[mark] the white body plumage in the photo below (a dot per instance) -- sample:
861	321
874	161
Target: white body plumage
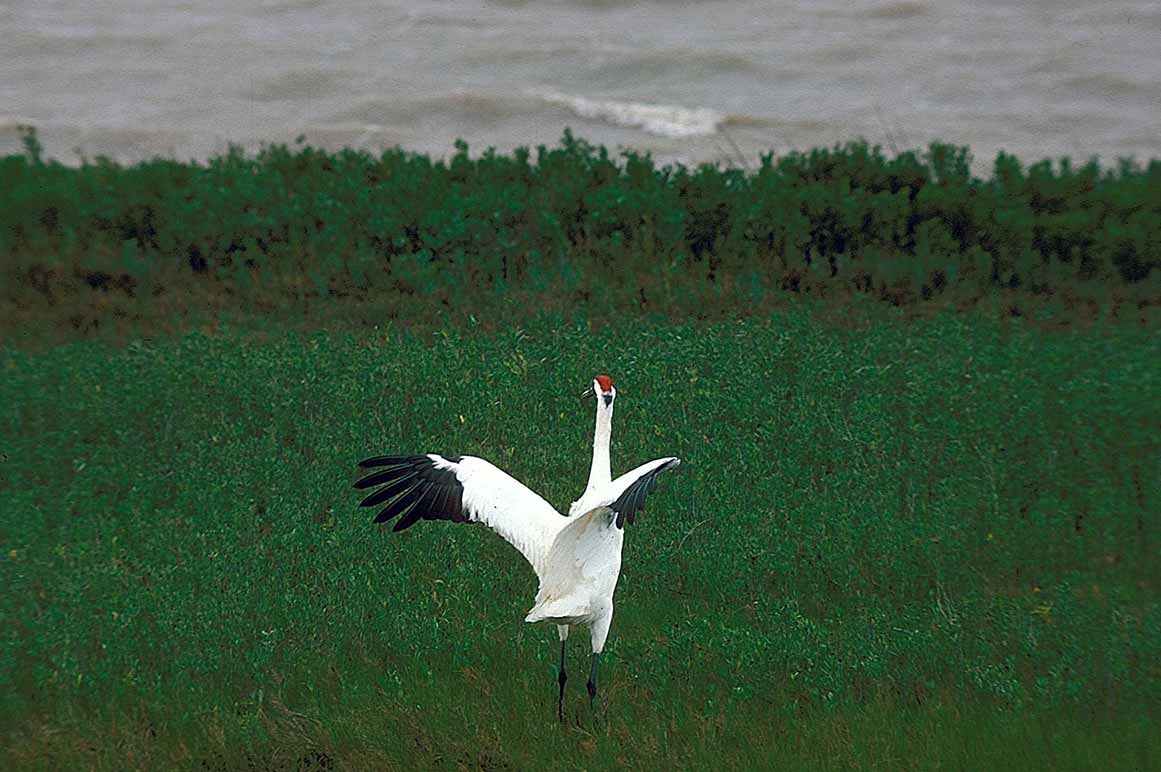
577	557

_ _ _ _

What to produce
Write out every line of the material above again, unchanged except that 52 is added to each coordinate in the answers, and omit the pictures.

Answer to the task
[mark] the white body plumage in the photo below (a dot per instance) -- sample:
861	321
874	161
Target: white body plumage
629	609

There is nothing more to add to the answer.